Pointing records
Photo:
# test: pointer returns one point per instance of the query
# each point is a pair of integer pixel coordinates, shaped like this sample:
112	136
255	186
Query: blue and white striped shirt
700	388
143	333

> _Task to carry out_
Reproduce the listing above line for line, without any alterations.

> _Result_
Photo:
# test: pointer returns one point per instance of the query
# each point is a pair of integer pixel coordinates, shaped like this sample:
112	136
255	186
Query: blue and white striped shirt
700	388
143	333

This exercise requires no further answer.